**Instructions to follow**. Can you copy the lines from the one that contains "Note: point at the ceiling fan in" through the end of the material below, exactly and with nothing else?

Records from a collection

------------------------------------------------------------------------

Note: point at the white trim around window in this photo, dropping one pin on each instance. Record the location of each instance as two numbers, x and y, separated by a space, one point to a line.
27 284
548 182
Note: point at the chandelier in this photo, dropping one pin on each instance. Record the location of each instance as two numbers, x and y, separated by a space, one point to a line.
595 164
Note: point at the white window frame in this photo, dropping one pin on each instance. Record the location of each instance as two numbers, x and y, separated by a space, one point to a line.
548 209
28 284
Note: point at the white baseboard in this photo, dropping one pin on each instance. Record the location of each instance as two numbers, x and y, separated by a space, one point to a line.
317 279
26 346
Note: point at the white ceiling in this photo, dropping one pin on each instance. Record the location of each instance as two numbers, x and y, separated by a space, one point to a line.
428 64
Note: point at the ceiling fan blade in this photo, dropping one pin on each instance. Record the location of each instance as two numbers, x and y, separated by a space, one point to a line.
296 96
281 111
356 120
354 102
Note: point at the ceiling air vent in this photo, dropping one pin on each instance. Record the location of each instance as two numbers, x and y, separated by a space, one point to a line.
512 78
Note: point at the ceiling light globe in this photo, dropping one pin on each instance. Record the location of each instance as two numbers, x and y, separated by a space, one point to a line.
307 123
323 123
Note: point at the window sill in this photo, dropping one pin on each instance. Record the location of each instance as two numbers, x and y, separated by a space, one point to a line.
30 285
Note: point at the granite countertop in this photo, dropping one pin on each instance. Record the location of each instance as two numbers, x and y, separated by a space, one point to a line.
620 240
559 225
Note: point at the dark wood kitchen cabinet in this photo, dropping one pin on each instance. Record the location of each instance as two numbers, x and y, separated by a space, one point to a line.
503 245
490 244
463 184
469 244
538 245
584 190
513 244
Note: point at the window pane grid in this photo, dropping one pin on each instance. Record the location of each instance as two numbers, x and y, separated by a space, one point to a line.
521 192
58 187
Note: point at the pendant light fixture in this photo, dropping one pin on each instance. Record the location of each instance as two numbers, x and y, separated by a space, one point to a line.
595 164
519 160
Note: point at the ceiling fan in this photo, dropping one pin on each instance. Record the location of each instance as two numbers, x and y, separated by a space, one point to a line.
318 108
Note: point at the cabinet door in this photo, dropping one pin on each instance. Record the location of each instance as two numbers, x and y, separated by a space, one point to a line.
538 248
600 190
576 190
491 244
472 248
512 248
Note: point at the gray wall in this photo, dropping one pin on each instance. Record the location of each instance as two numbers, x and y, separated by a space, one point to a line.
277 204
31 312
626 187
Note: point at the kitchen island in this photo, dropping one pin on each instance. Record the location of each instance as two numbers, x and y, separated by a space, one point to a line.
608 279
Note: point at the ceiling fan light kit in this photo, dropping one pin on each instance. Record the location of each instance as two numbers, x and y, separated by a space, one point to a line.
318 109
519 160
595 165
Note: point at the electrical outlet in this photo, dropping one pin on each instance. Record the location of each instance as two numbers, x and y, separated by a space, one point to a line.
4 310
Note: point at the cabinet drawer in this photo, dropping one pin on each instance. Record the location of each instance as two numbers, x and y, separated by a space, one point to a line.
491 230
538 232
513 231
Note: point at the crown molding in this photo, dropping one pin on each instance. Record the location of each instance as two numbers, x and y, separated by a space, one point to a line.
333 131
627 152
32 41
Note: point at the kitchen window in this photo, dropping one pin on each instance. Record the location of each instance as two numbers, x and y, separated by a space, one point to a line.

------------------------------------------------------------------------

**Solution to the exercise**.
Note: point at the ceiling fan in this photo, dropping one pin on each instance. Record the location of each instance as two numbers, x and y, separated by a space, one point to a line.
318 108
Note: point at the cabinet door in this photo, dropping one pin on each instance. Record the location of each instance as two numbers, x and y, separated by a space, one point to a line.
538 248
600 190
576 190
491 244
472 248
512 248
Note: point at the gray wall in this photo, dropping one pin on each instance. Record the location of each instance as two numbers, x and y, separated by a space, one point to a line.
277 204
31 312
626 187
Note: point at the kitchen island in this photo, dropping one pin on each instance. Record the location of each instance as two numbers, x and y, separated by a space, one point to a line.
608 279
Note: point at the ceiling fan light kit in this photo, dropping one pin on each instance. Record the location of each instance as two numbers, x and y, separated by a space, one point to a line.
318 109
519 160
595 165
Note: point at the electrical outlet in this photo, dropping one pin on each instance. Record the location of each instance as two numbers, x and y, separated by a space, one point to a line.
4 310
Note: point at the cabinet drawer in this photo, dropping one pin on each instance. Record the location of each instance as two numbers, x and y, separated by a space, one point to a line.
491 230
538 232
513 231
Note: point at the crown molding in this photo, dropping one pin on each instance. Record the location of each instance as two numbers, x and y, separated by a space, one point to a line.
333 131
627 152
32 41
Note: point at the kitchen window in this photo, dropping one pin on each instance. Record the location of each instance as two numbers, x and y, separated by a space, one point to a line.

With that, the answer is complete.